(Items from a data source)
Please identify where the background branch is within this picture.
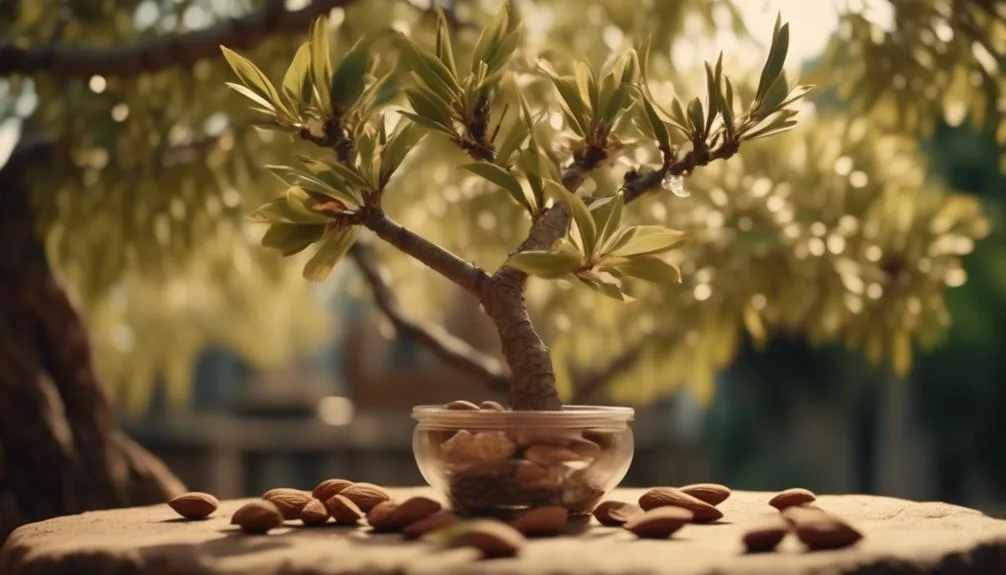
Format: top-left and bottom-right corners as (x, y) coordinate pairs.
(570, 342), (649, 404)
(0, 0), (356, 78)
(348, 241), (509, 393)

TASK: Would you output the data above exactly as written, but with no images?

RESULT OF THIS EXERCISE:
Please identify where the background branch is within this picture.
Format: top-left and bottom-right corners as (x, y) coordinate pairs.
(570, 342), (649, 404)
(0, 0), (356, 78)
(348, 241), (509, 393)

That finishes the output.